--- START ---

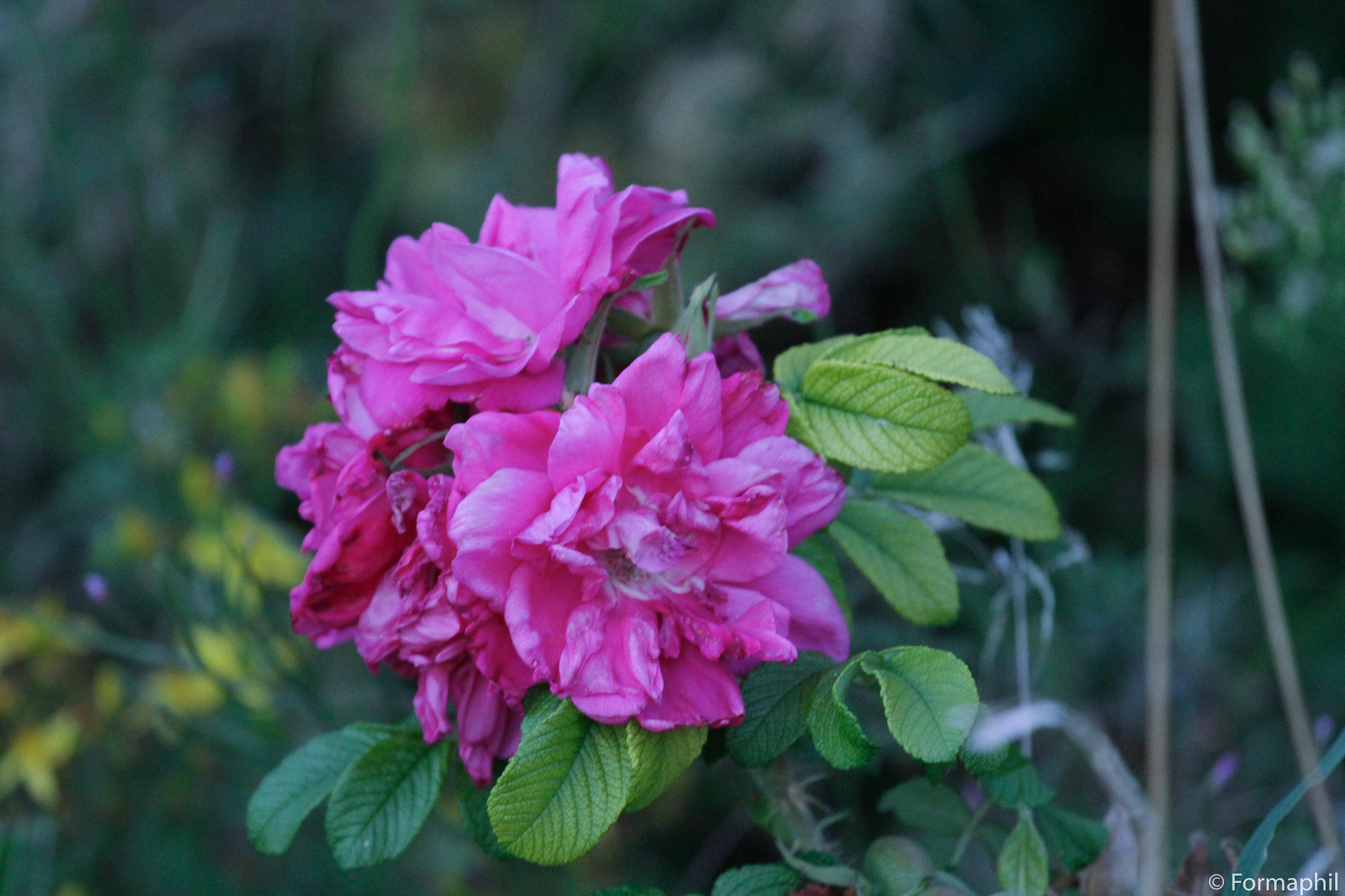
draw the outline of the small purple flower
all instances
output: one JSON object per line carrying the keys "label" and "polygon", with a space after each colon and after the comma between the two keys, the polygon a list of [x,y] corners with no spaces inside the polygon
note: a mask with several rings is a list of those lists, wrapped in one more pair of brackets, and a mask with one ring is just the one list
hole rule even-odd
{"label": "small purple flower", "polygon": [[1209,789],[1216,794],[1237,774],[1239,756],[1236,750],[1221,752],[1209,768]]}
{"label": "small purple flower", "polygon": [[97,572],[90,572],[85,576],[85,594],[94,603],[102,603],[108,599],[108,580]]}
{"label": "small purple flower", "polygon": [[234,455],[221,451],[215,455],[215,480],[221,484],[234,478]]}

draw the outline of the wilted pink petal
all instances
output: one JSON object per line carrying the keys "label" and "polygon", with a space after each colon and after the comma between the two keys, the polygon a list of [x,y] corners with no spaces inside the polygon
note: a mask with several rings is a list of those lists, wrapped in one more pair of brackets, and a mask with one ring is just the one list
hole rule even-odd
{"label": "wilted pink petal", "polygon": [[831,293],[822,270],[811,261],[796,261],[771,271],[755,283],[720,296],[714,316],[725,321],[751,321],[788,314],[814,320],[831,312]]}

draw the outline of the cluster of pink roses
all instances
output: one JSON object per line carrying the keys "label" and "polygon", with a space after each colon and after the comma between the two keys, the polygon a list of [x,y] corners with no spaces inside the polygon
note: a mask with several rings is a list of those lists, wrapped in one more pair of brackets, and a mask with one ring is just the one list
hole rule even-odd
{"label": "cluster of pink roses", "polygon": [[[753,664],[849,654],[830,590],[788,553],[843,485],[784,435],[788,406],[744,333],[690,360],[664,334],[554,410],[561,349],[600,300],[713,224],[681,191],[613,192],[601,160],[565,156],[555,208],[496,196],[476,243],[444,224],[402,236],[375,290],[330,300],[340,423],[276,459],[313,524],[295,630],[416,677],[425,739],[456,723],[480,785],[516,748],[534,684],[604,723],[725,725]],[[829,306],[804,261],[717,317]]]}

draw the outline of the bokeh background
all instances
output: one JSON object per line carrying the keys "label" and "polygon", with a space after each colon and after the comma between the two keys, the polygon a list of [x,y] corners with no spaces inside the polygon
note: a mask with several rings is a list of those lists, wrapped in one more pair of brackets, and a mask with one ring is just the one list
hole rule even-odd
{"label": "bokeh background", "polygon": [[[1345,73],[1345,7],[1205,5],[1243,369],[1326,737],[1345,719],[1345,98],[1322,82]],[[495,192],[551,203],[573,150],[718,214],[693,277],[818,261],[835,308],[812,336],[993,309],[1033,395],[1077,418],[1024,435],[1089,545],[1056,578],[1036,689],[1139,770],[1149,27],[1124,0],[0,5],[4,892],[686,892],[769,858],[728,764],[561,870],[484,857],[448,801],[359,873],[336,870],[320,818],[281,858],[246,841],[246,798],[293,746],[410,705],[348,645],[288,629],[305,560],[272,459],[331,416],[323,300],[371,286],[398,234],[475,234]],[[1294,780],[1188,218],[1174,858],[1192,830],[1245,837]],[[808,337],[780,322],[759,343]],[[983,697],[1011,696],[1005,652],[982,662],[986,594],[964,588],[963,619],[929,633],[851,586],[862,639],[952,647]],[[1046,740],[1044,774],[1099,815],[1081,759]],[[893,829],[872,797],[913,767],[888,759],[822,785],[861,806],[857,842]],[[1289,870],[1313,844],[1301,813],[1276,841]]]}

--- END ---
--- START ---

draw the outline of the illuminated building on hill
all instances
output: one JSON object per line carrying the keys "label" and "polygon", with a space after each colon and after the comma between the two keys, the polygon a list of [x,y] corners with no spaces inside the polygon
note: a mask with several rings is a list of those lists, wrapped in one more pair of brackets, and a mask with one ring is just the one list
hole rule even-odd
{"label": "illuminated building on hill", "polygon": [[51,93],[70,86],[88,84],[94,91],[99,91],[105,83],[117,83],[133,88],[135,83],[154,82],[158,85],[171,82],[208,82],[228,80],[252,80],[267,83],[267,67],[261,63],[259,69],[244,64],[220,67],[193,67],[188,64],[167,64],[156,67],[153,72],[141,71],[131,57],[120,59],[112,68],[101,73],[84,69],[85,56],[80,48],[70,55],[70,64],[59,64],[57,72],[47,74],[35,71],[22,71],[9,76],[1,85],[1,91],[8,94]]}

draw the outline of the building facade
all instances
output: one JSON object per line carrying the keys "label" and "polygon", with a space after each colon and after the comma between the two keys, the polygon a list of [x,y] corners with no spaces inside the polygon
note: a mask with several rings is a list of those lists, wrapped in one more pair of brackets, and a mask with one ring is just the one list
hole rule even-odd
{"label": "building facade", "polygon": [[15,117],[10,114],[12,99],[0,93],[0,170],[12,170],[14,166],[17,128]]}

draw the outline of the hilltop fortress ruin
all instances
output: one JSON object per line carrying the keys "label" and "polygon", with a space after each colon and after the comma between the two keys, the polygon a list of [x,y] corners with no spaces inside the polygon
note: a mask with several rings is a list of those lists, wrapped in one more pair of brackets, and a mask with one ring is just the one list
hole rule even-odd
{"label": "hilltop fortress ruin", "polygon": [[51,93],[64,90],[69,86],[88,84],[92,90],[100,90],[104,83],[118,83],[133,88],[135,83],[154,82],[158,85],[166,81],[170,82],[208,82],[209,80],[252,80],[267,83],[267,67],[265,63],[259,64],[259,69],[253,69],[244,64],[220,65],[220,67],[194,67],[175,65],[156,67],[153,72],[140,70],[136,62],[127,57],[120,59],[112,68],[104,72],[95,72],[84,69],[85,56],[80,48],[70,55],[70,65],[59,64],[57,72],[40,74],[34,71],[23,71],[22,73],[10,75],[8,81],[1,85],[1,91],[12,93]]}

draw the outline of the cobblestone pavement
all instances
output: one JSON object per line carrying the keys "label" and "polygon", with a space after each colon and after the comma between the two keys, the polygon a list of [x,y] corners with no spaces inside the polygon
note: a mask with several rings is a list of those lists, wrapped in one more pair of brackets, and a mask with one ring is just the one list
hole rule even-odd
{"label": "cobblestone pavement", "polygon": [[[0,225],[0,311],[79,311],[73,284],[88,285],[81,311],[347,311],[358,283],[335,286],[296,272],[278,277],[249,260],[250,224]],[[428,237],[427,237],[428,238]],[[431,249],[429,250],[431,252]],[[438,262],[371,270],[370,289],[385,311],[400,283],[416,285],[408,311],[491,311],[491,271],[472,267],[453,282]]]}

--- END ---

# Written request
Collect every line above that contains the word "wilted", and copy each of those lines in full.

# Task response
draw the outline of the wilted pink petal
{"label": "wilted pink petal", "polygon": [[831,293],[822,270],[811,261],[796,261],[771,271],[755,283],[720,296],[714,316],[725,321],[751,321],[788,314],[814,320],[831,312]]}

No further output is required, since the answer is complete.